-- Opening Marker --
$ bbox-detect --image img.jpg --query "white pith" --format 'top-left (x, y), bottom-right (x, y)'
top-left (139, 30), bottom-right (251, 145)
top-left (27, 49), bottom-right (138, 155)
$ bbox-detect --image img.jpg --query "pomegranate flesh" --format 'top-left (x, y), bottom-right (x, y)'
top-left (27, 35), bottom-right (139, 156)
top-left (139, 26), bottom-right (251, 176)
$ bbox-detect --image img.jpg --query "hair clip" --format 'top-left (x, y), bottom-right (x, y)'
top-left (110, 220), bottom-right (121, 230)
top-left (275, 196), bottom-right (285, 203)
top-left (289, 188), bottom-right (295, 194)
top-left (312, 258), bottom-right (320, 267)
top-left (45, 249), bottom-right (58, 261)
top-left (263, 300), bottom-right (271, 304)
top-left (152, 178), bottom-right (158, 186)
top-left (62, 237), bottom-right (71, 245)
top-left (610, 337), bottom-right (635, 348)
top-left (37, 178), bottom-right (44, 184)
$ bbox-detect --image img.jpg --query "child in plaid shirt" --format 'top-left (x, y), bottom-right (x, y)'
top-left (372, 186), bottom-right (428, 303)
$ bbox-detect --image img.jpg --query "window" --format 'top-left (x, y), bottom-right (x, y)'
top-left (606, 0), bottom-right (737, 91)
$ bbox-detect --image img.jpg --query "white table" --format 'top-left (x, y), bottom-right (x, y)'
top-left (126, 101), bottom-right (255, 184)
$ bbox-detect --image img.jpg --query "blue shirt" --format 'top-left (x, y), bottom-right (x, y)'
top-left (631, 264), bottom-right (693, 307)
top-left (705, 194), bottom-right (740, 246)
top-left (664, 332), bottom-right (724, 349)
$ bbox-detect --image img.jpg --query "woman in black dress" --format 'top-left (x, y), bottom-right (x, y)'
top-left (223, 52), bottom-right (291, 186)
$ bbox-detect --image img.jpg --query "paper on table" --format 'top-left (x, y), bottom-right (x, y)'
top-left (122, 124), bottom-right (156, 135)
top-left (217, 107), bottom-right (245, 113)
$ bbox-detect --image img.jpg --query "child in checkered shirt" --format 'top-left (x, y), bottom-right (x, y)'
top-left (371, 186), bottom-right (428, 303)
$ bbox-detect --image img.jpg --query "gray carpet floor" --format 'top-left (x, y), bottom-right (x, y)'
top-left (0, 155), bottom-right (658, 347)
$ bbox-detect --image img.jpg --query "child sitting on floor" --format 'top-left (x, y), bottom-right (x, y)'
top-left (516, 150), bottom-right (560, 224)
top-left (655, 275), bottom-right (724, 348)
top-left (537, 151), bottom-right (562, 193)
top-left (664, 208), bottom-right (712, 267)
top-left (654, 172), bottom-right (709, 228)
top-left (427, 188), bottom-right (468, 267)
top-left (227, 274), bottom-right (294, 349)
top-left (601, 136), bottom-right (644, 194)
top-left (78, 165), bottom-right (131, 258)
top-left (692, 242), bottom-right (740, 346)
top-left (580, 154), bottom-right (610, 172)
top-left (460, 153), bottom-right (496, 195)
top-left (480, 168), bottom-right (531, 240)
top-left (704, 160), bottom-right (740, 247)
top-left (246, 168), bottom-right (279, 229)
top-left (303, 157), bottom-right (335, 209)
-- Closing Marker --
Give back every line above, unchanged.

RESULT BELOW
$ bbox-detect --image img.jpg --query "white pith" --format 'top-left (x, y), bottom-right (x, y)'
top-left (139, 30), bottom-right (251, 145)
top-left (27, 49), bottom-right (138, 155)
$ bbox-detect --image img.jpg --query "pomegranate flesh" --format 'top-left (x, y), bottom-right (x, y)'
top-left (27, 35), bottom-right (139, 156)
top-left (139, 26), bottom-right (251, 176)
$ bbox-detect --image img.jpg --query "hair clip" --format 'top-left (x, y), bottom-right (x, y)'
top-left (110, 220), bottom-right (121, 230)
top-left (275, 196), bottom-right (285, 203)
top-left (289, 188), bottom-right (295, 194)
top-left (312, 258), bottom-right (320, 267)
top-left (45, 249), bottom-right (58, 261)
top-left (263, 300), bottom-right (271, 304)
top-left (152, 178), bottom-right (158, 186)
top-left (62, 237), bottom-right (71, 245)
top-left (610, 337), bottom-right (635, 348)
top-left (37, 178), bottom-right (44, 184)
$ bbox-detect --image img.jpg --query "child in plaid shirt" --format 'top-left (x, y), bottom-right (x, y)'
top-left (372, 186), bottom-right (428, 303)
$ bbox-detect --image img.jpg --query "window" --format 'top-left (x, y), bottom-right (x, y)'
top-left (606, 0), bottom-right (737, 91)
$ bbox-detect --image img.jpg --query "white table" --format 'top-left (x, y), bottom-right (x, y)'
top-left (126, 101), bottom-right (255, 184)
$ bbox-detect --image img.jpg --query "blue shirt" --format 'top-left (x, y), bottom-right (x, y)'
top-left (631, 264), bottom-right (693, 307)
top-left (705, 194), bottom-right (740, 246)
top-left (664, 332), bottom-right (724, 349)
$ bbox-detect --image img.jpg --query "woman in black dress" --format 'top-left (x, y), bottom-right (x, y)'
top-left (223, 52), bottom-right (291, 186)
$ bbox-detect --image img.jpg --query "paper on table" --format 'top-left (x, y), bottom-right (x, y)'
top-left (122, 124), bottom-right (156, 135)
top-left (217, 107), bottom-right (245, 113)
$ bbox-detect --image img.jpg --query "child in checkered shirt" --format 'top-left (x, y), bottom-right (x, y)'
top-left (371, 186), bottom-right (428, 303)
$ bbox-detect --image img.jpg --query "gray carpet floor" --format 'top-left (x, y), bottom-right (x, y)'
top-left (0, 155), bottom-right (658, 347)
$ bbox-detect --image img.jpg --query "child sitting on floor" --format 'top-left (x, y), bottom-right (x, y)'
top-left (516, 150), bottom-right (560, 224)
top-left (655, 275), bottom-right (724, 348)
top-left (537, 151), bottom-right (562, 193)
top-left (664, 208), bottom-right (712, 267)
top-left (654, 172), bottom-right (709, 228)
top-left (427, 188), bottom-right (468, 267)
top-left (227, 274), bottom-right (294, 349)
top-left (601, 136), bottom-right (644, 194)
top-left (78, 165), bottom-right (131, 258)
top-left (692, 242), bottom-right (740, 346)
top-left (580, 154), bottom-right (610, 172)
top-left (460, 153), bottom-right (496, 195)
top-left (480, 168), bottom-right (531, 240)
top-left (704, 160), bottom-right (740, 247)
top-left (246, 168), bottom-right (279, 229)
top-left (303, 157), bottom-right (335, 209)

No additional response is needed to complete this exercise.